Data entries
---*---

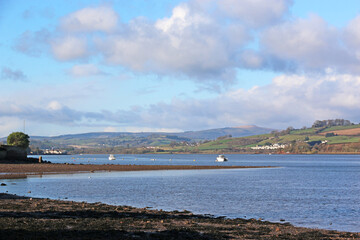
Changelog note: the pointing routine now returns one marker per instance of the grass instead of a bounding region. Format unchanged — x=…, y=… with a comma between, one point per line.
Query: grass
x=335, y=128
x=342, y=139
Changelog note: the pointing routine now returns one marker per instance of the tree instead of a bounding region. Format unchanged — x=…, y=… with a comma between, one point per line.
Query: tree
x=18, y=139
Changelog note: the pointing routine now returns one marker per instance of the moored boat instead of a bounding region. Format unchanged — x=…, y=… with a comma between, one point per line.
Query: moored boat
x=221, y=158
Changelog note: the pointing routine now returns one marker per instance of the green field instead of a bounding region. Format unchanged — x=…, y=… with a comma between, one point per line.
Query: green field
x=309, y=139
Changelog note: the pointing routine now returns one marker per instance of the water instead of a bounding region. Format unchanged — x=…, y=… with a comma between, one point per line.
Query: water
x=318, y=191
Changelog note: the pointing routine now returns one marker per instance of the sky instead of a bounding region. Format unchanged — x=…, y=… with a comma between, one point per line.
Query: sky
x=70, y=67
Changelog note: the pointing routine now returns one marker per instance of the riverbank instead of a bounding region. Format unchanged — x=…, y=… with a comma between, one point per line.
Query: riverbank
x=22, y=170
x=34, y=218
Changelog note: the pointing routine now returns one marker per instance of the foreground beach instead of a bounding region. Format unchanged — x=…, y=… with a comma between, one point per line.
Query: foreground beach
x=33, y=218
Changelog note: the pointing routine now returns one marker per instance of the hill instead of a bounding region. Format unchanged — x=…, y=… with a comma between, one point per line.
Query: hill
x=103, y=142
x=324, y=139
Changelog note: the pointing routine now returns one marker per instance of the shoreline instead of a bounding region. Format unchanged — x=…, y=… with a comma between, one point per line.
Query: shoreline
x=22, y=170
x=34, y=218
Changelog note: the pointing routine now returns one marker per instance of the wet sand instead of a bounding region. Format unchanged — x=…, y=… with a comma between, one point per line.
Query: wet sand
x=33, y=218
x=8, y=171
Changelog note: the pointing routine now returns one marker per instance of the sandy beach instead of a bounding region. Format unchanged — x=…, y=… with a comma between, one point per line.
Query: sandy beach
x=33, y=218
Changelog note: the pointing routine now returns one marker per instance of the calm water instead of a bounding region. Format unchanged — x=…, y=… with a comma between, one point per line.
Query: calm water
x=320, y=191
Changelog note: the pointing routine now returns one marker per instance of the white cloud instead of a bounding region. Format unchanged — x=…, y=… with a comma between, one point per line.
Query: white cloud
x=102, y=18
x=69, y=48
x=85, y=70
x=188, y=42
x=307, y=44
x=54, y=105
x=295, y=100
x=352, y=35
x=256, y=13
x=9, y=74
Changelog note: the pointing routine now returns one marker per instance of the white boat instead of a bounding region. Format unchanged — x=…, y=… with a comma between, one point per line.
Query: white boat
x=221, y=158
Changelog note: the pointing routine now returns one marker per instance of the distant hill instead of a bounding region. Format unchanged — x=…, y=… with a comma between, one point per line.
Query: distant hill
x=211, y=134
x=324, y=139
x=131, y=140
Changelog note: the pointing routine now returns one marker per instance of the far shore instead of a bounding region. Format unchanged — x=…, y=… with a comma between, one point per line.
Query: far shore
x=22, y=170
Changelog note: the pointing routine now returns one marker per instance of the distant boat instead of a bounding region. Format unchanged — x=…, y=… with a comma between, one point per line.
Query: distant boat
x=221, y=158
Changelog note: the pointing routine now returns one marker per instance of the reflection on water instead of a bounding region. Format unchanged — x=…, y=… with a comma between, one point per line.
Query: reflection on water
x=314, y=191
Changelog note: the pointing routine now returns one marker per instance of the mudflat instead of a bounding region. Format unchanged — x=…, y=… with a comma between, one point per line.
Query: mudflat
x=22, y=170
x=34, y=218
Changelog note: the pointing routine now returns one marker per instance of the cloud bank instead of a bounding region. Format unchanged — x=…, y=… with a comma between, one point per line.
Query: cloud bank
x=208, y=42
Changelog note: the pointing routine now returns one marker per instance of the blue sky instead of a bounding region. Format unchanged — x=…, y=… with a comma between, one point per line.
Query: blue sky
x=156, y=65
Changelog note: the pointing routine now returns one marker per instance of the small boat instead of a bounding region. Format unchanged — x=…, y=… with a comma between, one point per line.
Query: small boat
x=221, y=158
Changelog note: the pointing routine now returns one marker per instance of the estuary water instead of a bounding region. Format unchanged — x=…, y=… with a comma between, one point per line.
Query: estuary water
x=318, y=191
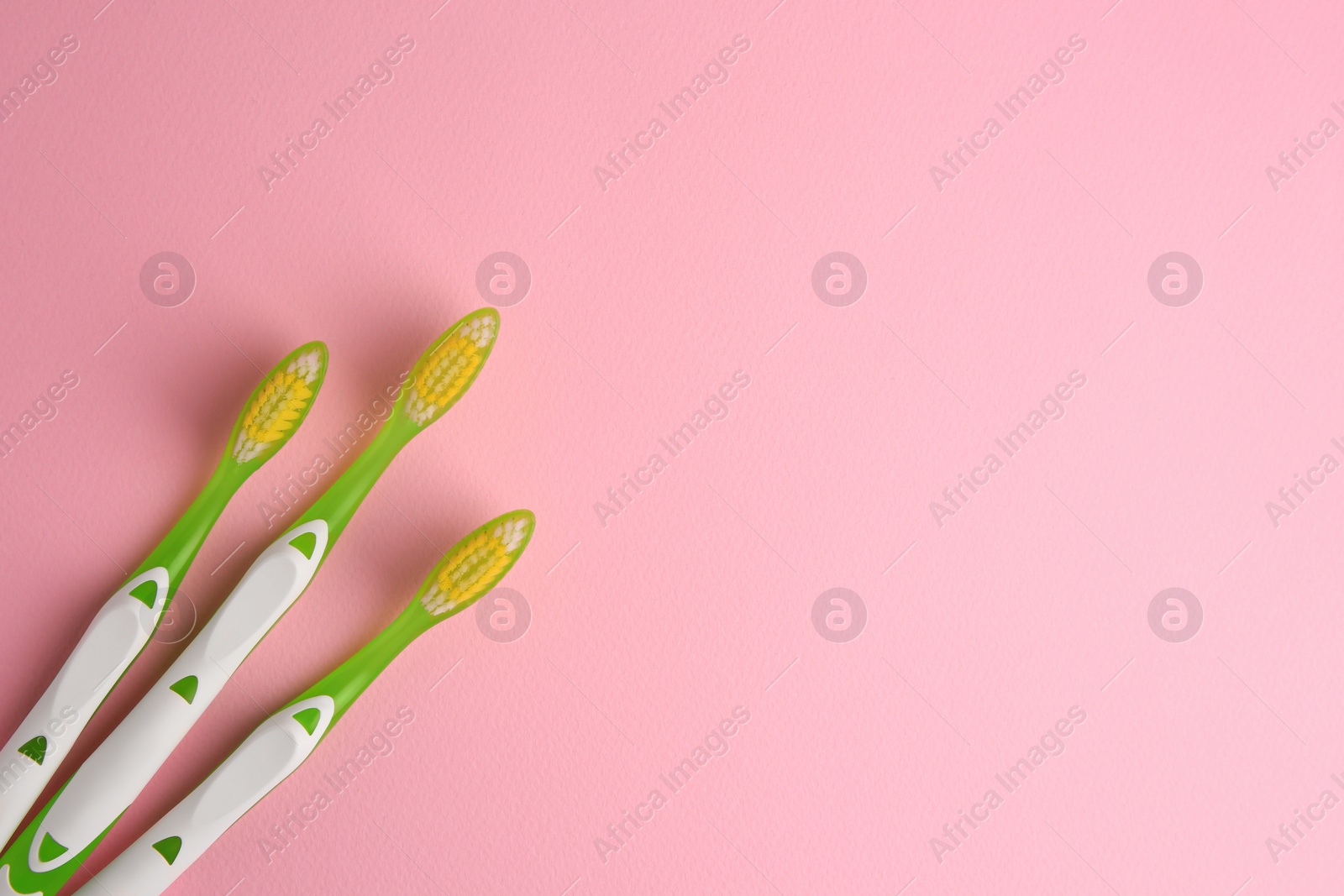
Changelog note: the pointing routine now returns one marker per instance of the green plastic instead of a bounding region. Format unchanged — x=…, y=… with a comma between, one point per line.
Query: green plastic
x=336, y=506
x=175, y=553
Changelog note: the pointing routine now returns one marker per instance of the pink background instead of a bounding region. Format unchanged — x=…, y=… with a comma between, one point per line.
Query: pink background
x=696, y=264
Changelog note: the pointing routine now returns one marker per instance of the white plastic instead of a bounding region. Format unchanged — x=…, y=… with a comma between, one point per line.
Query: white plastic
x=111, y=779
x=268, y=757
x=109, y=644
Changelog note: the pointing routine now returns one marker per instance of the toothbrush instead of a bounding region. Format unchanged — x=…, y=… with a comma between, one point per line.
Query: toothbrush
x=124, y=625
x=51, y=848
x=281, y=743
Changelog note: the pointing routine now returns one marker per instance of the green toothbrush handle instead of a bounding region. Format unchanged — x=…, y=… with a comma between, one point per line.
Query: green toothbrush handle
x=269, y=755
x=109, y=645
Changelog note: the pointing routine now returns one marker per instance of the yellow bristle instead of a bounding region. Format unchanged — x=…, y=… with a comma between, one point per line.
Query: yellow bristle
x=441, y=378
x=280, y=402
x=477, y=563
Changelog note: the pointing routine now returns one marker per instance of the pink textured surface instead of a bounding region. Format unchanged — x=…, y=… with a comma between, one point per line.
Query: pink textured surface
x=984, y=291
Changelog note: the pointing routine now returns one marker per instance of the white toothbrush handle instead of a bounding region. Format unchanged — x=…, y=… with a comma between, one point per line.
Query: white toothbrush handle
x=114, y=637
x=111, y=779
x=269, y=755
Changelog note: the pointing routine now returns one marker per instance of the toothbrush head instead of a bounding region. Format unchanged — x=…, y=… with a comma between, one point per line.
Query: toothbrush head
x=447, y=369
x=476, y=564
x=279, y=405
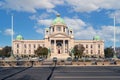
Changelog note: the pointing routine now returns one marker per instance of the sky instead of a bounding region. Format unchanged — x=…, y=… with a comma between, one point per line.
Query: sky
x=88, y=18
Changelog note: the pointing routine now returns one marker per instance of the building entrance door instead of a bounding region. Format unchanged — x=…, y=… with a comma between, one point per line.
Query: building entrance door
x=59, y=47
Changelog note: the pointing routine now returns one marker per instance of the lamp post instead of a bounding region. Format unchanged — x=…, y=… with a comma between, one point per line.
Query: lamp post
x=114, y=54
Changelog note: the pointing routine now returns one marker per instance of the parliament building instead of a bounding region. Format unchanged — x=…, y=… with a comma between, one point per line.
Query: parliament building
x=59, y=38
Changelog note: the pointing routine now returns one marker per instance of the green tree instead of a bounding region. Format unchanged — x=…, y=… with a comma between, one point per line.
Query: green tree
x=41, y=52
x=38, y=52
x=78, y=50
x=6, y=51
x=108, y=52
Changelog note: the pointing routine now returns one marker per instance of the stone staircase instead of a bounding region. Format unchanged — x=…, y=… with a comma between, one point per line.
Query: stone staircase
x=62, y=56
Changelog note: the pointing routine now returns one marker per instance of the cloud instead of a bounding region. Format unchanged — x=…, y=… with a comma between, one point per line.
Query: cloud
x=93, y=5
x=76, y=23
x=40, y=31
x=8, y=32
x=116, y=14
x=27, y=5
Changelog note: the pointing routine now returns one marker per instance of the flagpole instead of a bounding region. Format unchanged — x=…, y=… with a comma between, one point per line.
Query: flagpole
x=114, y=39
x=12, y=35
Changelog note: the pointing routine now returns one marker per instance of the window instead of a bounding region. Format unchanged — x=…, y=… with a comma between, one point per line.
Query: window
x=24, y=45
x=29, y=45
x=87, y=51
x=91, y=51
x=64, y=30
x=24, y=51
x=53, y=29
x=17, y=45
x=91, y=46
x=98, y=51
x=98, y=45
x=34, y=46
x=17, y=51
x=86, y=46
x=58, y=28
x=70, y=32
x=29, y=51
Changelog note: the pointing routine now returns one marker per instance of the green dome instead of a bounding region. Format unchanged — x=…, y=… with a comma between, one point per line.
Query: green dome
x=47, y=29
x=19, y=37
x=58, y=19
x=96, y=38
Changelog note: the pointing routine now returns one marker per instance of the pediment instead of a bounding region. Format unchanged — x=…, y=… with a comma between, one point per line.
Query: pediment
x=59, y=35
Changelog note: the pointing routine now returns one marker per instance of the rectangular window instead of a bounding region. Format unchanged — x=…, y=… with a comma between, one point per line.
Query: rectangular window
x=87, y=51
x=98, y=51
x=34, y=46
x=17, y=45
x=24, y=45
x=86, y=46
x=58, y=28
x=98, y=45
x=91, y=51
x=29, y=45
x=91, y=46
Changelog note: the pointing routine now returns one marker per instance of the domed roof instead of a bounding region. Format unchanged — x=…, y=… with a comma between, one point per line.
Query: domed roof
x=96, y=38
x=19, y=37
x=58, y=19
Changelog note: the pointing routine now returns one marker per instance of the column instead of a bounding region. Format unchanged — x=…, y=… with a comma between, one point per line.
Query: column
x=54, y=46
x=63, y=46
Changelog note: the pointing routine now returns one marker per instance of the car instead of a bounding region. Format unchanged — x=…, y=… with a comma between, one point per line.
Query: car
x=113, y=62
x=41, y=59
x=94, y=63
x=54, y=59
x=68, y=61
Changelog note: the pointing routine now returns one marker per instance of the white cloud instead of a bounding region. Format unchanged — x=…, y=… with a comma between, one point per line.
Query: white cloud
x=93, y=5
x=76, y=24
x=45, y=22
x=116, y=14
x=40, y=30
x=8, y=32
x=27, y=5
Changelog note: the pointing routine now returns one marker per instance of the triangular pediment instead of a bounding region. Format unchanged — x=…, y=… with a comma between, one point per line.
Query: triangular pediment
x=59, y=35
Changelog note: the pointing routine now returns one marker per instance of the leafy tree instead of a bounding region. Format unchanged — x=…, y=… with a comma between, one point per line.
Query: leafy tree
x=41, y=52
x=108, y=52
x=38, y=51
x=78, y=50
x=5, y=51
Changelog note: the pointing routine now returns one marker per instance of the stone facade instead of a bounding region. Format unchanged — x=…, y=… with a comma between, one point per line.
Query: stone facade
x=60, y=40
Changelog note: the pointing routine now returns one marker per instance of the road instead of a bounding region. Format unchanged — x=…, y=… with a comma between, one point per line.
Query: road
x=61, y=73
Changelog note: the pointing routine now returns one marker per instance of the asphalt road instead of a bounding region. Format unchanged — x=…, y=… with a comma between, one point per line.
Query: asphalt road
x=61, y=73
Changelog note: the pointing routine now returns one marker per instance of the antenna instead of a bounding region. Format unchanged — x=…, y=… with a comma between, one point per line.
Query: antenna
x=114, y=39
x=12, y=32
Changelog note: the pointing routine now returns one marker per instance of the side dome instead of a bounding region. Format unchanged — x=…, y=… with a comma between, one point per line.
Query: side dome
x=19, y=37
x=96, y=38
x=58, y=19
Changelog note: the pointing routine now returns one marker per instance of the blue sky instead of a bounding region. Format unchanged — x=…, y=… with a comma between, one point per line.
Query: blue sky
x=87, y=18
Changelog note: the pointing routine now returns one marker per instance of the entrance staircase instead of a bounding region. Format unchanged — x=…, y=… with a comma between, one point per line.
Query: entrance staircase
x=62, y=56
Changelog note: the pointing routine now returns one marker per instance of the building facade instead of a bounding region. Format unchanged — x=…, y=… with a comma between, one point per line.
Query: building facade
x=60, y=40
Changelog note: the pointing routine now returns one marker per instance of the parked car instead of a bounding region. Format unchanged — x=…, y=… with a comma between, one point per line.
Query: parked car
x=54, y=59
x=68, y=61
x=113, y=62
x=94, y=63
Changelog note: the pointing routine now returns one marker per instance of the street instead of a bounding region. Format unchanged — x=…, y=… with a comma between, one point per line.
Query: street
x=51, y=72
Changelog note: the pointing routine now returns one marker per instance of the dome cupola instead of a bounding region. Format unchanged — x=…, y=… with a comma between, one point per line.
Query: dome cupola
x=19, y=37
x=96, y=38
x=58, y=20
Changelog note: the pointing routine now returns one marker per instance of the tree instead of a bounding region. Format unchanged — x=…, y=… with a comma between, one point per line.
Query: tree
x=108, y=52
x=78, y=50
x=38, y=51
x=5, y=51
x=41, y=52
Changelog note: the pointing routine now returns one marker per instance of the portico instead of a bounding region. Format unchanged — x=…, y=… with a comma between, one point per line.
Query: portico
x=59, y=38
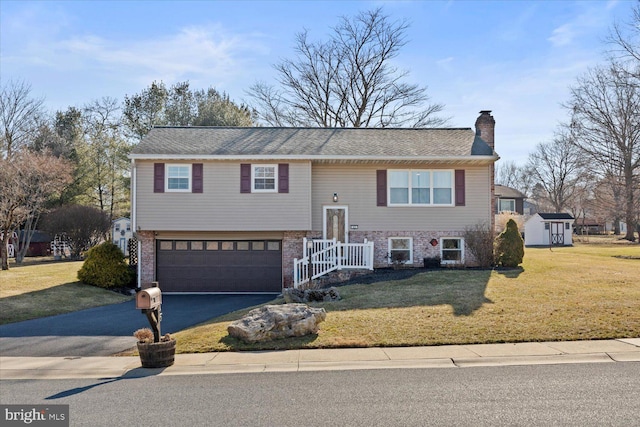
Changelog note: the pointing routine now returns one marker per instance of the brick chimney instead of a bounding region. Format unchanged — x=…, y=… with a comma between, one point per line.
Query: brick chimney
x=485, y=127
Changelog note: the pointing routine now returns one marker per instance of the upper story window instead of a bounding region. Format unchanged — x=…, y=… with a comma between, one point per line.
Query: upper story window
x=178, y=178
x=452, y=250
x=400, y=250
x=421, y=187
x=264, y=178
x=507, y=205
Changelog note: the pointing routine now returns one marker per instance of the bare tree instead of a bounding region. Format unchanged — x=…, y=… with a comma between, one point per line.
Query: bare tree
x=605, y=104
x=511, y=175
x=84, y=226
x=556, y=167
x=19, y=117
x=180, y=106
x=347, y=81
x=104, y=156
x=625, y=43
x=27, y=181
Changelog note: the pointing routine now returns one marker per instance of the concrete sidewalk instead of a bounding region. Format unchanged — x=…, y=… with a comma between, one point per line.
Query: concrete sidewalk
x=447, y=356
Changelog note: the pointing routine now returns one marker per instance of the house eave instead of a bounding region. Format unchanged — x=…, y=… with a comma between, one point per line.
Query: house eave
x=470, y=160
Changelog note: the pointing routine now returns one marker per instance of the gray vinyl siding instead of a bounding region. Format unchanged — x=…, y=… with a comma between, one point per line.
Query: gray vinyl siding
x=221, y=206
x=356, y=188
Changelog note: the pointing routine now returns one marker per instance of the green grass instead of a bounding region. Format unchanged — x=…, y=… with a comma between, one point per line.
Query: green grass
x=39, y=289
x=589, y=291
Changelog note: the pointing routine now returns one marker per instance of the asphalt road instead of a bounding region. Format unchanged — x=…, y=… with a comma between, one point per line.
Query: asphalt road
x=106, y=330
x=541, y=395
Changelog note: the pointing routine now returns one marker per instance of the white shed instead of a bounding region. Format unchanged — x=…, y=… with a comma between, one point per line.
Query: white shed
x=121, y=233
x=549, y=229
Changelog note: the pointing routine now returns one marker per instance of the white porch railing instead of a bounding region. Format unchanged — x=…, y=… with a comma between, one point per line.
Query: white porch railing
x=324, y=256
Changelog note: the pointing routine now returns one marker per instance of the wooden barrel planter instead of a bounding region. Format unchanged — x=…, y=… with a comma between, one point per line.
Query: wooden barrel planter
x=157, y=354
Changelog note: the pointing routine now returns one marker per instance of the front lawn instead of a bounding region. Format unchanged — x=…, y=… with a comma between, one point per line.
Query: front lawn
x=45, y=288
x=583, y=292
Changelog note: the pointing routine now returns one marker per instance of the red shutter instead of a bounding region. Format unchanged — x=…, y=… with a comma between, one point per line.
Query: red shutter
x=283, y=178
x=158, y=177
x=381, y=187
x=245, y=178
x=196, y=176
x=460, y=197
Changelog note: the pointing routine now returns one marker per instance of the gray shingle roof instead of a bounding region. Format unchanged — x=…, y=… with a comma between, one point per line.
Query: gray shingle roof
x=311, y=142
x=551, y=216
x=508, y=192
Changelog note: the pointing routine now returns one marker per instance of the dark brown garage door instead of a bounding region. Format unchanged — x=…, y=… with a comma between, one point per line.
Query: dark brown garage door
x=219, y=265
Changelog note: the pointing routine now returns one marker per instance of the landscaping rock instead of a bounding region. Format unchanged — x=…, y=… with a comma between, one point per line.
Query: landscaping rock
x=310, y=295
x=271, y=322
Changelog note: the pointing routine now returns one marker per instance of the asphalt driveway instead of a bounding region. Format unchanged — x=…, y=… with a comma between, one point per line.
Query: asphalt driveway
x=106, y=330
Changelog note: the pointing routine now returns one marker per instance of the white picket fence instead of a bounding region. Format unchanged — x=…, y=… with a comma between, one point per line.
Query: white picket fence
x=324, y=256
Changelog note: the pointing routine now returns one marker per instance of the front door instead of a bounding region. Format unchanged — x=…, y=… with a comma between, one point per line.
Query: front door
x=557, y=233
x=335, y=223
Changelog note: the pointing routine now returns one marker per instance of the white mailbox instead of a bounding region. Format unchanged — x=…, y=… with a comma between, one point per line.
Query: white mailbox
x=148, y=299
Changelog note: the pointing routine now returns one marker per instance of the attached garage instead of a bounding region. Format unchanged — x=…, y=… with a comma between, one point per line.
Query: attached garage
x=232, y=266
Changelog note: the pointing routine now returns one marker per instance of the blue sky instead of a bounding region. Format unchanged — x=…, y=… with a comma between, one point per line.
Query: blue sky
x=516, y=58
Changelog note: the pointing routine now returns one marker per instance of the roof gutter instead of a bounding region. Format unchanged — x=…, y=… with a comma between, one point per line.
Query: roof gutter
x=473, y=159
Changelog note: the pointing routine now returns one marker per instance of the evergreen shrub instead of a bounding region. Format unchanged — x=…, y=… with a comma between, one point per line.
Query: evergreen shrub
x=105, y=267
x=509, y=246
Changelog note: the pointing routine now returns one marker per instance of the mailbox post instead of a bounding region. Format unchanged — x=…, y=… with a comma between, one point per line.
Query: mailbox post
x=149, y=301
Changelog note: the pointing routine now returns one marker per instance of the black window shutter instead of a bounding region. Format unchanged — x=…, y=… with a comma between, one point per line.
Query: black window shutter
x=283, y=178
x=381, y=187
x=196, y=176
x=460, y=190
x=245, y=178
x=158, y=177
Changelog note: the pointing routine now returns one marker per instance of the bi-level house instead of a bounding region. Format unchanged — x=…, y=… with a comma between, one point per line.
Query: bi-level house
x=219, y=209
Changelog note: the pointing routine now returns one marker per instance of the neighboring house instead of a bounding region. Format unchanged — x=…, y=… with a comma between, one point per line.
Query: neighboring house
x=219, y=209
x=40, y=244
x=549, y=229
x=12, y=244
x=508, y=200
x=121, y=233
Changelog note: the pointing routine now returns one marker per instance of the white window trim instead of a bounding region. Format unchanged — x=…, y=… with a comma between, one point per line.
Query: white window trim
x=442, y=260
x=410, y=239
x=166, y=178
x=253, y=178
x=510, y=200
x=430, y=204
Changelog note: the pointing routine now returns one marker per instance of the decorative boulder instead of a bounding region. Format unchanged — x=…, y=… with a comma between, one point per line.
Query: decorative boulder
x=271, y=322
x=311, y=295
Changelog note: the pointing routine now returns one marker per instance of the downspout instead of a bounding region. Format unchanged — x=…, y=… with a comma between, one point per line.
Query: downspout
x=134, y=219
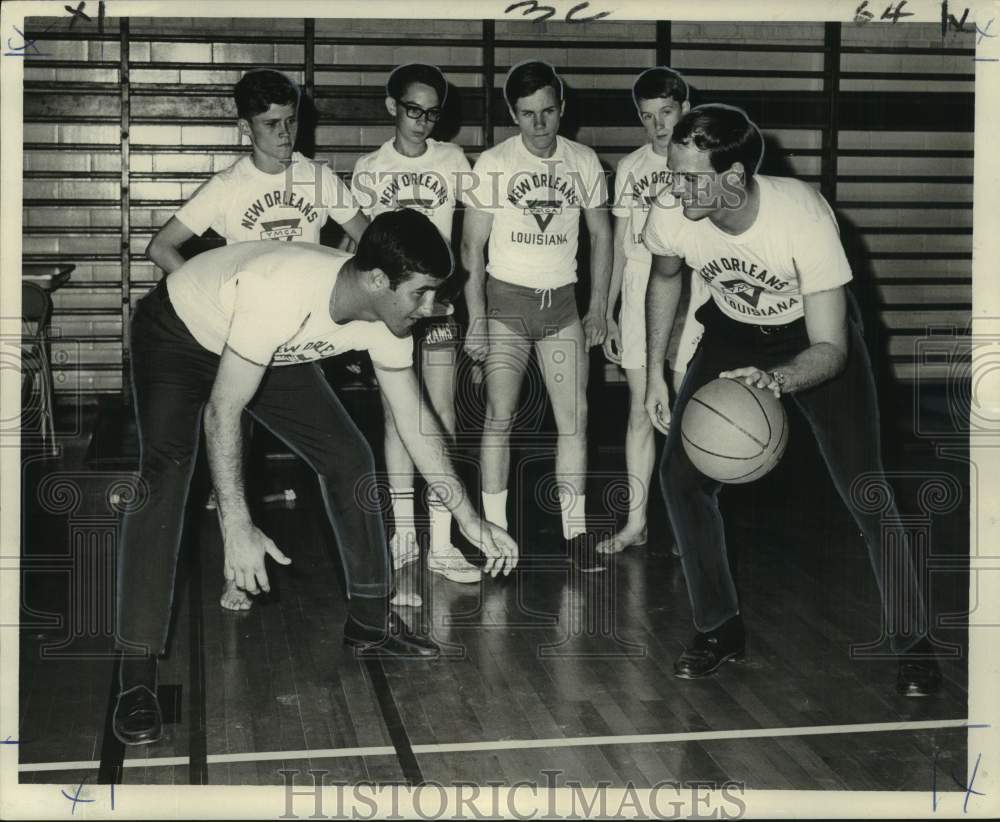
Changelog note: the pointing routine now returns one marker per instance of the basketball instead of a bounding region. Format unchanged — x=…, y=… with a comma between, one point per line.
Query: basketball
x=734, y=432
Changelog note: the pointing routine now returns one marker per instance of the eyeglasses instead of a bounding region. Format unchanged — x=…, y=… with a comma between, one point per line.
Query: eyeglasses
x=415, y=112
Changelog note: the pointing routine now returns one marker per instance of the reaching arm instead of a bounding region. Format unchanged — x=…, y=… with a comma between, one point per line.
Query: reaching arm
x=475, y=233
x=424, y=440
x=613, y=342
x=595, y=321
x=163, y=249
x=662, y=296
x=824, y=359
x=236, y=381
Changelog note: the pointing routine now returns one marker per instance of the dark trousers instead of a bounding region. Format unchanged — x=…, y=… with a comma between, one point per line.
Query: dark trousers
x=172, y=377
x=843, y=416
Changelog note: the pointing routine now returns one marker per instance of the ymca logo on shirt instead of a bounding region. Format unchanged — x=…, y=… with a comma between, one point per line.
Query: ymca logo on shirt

---*---

EXERCISE INSTRUCTIONS
Check each line above for the string "ymca" and copy the ones that have it.

TASK RESULT
Changelog note: the pointing routine now returns one marker per instance of the ymca logo on shirt instead of a bounding region. Format unchanged — x=…, y=… with a comma between, one point per line.
Query: ymca logo on shirt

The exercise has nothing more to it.